- TASK DESCRIPTION
In the entries below, find the line with "Task: confirm every instance of the white window" and print exactly every line from there up to and including the line with "Sample output: [[69, 148]]", with no other lines.

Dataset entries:
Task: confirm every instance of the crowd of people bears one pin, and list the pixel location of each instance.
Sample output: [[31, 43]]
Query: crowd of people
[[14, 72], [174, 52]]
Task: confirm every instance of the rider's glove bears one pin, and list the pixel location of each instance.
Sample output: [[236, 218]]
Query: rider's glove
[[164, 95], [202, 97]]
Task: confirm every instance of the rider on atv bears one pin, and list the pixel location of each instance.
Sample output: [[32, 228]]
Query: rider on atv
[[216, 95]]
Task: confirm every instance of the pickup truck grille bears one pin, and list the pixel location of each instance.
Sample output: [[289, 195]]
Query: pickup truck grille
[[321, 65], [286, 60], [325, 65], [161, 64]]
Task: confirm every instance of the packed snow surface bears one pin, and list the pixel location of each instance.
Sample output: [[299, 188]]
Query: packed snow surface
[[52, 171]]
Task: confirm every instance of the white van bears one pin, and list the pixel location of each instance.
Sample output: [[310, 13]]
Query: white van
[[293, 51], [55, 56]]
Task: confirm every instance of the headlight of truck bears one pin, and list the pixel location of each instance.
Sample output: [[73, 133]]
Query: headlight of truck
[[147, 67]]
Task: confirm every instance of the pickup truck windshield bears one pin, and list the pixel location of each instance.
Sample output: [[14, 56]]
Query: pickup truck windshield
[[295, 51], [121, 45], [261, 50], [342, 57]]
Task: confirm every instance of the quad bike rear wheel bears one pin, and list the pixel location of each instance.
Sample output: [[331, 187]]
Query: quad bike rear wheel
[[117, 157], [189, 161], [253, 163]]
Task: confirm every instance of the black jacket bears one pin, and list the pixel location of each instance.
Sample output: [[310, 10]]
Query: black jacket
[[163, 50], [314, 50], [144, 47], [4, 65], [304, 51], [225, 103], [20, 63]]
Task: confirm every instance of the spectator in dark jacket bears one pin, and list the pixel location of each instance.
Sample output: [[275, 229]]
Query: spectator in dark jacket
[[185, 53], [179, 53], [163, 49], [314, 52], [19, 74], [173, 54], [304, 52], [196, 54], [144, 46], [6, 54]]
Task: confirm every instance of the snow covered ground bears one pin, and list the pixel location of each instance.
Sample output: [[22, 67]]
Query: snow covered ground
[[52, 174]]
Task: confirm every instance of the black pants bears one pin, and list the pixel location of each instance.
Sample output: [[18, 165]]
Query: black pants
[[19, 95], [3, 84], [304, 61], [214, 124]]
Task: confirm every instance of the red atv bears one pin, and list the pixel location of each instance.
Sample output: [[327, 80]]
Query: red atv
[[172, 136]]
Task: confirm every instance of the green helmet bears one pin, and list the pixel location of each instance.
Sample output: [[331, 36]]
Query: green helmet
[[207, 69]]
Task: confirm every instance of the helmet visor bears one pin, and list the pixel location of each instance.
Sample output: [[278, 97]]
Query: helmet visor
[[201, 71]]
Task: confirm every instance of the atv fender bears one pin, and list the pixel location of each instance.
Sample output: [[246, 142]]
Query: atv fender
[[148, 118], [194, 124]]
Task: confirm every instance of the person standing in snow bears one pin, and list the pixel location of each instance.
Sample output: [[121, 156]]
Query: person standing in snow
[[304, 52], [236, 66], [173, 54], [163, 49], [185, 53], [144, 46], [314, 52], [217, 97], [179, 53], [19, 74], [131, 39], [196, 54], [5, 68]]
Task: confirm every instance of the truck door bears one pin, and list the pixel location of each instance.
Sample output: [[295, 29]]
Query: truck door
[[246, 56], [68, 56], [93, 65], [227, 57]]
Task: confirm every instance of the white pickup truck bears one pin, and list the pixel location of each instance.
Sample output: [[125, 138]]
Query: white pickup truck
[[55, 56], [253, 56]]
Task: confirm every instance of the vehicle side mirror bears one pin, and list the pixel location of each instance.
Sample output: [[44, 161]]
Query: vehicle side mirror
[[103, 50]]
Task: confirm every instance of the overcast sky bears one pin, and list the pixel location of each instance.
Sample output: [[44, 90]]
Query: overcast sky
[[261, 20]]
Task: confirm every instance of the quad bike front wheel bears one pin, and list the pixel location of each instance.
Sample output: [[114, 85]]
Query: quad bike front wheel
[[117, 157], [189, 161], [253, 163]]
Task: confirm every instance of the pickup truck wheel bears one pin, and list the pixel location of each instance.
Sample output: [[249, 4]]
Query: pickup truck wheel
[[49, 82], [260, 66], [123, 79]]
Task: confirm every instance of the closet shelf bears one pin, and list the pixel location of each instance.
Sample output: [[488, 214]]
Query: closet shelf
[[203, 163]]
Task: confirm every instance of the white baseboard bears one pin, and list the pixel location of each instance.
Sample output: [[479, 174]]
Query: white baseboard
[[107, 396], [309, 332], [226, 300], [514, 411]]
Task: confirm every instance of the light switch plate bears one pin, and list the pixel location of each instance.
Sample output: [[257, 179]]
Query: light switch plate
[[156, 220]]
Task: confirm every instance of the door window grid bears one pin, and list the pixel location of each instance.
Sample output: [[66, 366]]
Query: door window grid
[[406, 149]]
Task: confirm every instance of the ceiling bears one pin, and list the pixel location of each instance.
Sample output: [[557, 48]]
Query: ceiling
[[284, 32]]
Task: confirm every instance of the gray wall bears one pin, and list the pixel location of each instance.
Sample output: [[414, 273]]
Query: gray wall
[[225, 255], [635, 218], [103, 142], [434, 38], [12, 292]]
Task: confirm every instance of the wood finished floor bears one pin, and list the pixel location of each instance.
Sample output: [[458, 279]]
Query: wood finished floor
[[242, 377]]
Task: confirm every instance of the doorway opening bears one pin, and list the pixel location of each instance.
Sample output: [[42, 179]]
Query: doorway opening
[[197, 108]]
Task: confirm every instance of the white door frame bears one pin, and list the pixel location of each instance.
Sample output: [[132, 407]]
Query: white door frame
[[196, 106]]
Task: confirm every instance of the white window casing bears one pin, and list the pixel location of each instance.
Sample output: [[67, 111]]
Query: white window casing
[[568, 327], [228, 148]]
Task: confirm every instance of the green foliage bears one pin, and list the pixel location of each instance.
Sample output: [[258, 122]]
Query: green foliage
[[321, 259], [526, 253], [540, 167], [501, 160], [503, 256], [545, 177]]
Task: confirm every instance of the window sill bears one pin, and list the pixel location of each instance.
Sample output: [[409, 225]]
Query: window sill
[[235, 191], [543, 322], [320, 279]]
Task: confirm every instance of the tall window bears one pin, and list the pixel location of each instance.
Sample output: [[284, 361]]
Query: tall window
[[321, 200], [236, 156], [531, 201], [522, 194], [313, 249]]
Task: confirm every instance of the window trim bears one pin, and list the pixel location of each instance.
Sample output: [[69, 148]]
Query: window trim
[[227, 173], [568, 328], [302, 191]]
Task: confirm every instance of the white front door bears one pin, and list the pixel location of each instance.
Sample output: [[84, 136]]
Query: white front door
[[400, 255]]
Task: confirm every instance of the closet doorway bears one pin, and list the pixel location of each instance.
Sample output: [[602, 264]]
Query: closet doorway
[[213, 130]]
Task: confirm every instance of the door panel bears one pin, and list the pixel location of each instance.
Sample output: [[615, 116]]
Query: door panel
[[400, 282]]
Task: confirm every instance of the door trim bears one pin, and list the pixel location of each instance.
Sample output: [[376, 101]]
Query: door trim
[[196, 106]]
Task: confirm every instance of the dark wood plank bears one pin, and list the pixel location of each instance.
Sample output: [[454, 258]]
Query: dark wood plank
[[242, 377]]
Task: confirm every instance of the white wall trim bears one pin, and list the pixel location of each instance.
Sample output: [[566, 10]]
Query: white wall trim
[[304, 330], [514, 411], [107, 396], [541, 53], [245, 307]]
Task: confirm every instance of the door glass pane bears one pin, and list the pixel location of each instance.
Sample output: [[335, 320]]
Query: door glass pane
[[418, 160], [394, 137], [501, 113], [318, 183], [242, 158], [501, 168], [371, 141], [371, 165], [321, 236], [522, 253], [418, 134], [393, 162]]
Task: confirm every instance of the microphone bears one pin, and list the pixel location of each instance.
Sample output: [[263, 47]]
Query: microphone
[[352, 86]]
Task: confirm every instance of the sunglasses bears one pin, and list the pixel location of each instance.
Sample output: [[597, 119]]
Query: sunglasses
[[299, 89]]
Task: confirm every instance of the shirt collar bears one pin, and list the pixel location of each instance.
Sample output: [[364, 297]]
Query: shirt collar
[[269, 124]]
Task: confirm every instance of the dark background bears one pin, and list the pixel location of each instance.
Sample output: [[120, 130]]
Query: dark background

- EXERCISE OUTPUT
Task: confirm every instance of the white window casing bears one pin, and list the pixel location of each instance.
Sample output: [[67, 111]]
Query: white window casing
[[568, 327], [228, 148]]
Task: confirm every instance of the green foliage bears one pin, and list the pixel location of each instance.
Sample output: [[258, 122]]
Query: green foliage
[[321, 259], [526, 253], [540, 167], [501, 160], [503, 256], [545, 177]]
Task: confirm every instance of the window sill bears one pin, and list the pixel location of each instance.
Sample output: [[409, 225]]
Query: window sill
[[235, 191], [543, 322], [320, 279]]
Task: confirm every instance of the tall window bears one pin, and list the pixel location of each instance.
Sample output: [[284, 361]]
Query: tall window
[[321, 200], [236, 156], [531, 201], [522, 194], [313, 249]]
Task: confirm every instance of the window trim bears one pin, and list the pixel location of each instance.
Sample output: [[69, 148]]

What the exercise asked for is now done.